## PROVIDED TEXT
Content starts

Pygmy Goats are ruminants like sheep and cows, they have four stomachs and digest their food by fermentation in their rumen.
Correct feeding and keeping the rumen healthy is essential to keeping your Pygmy Goat healthy.
QUALITY HAY AND PASTURE
Goats are browsing animals rather than grazers like horses, cows and sheep. In the wild they predominantly browse a range of different trees, shrubs and weeds but as sufficient browse is often not available as 24/7 feed for pet Pygmy Goats, the bulk of their diet should always consist of quality hay and pasture.
CUT BROWSE
Pygmy Goats can also be provided with cut branches of goat safe trees and shrubs, particularly Australian natives such as wattle, bottlebrush, lilly pilly, grevilia, banksia, eucalypts, acacia as well as things like tagasaste (lucerne tree), pigeon pea, mulberry, raspberry and willow.
CONCENTRATES AND PELLETS
Concentrates or processed foods like goat pellets, goat muesli, grain, lupins as well as lucerne (hay or chaff) all need to be introduced slowly and fed in small quantities to avoid changing the pH of the rumen and upsetting the fermentation process by killing the good bacteria. Its best to feed these with oaten or wheaten chaff or after your Pygmy Goats have been eating hay.
To avoid the imbalance of calcium to phosphorus ratio that can cause Urinary Calculi in wethers and bucks, grains and lucerne should be limited (or avoided altogether) unless you are certain the total dietary intake (including the minerals in the water source) has correctly balanced ratios.
Food digestion aside, the rumen is where B vitamins including B1 (Thiamine) and B12 critical for goat health are produced. Vitamin B1 Deficiency causes Goat Polio (not like Human Polio) and deficiencies in B12 leads to weightloss and metabolic problems – both cause severe illness and death if not treated quickly.

Content ends

## SUPPLIED INFORMATION
Content starts

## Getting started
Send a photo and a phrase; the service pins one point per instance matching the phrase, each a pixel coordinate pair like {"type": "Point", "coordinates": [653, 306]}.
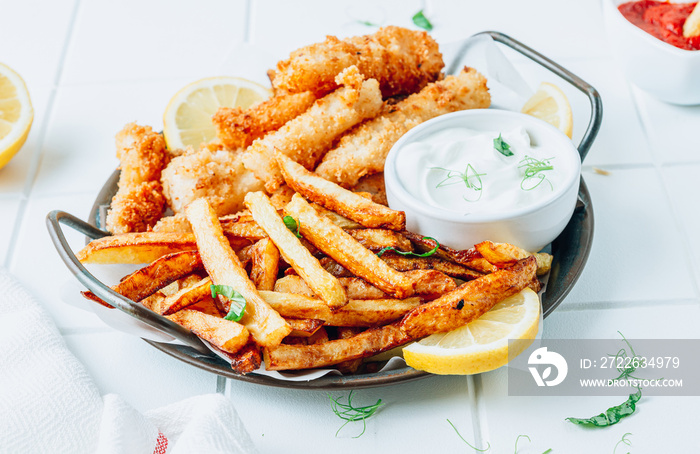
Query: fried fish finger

Content ends

## ASSIGNED TASK A
Repeat the part of the Pygmy Goat feeding text starting with "Correct feeding and" and going on through "raspberry and willow.".
## ASSIGNED TASK B
Carry on the text about feeding Pygmy Goats from the point where it ends.

## WRITTEN REPLY A
Correct feeding and keeping the rumen healthy is essential to keeping your Pygmy Goat healthy.
QUALITY HAY AND PASTURE
Goats are browsing animals rather than grazers like horses, cows and sheep. In the wild they predominantly browse a range of different trees, shrubs and weeds but as sufficient browse is often not available as 24/7 feed for pet Pygmy Goats, the bulk of their diet should always consist of quality hay and pasture.
CUT BROWSE
Pygmy Goats can also be provided with cut branches of goat safe trees and shrubs, particularly Australian natives such as wattle, bottlebrush, lilly pilly, grevilia, banksia, eucalypts, acacia as well as things like tagasaste (lucerne tree), pigeon pea, mulberry, raspberry and willow.

## WRITTEN REPLY B
TREATS
Additional foods like pumpkin, carrots, lettuce, tomato, sweet potato, cauliflower, broccoli, apples, bananas including skins, strawberries, sunflower seeds, watermelon, blueberries, sultanas, rose leaves and petals, orange and mandarins, grapes, leafy green like spinach, silverbeet, kale and Asian greens can be fed chopped into small pieces and fed in small quantities as treats.
Just like humans, Pygmy Goats can have very strong opinion on what foods they will and won’t eat. Ours will just about sell their souls for wheat-bix, but are not overly keen on fruit and vegies.
Our Pygmy Goats diet is mainly hay, pasture, along with a small amount of goat pellets and muesli with oaten chaff, a small portion of lucerne chaff and a teaspoon of black sunflower seeds each. They also regularly get Livamol and Anitone.
TOXIC FRUIT AND VEGETABLES
Tomatoes, capsicum, chilli, potatoes and eggplant are all from the nightshade family and all parts of the plant are toxic to goats.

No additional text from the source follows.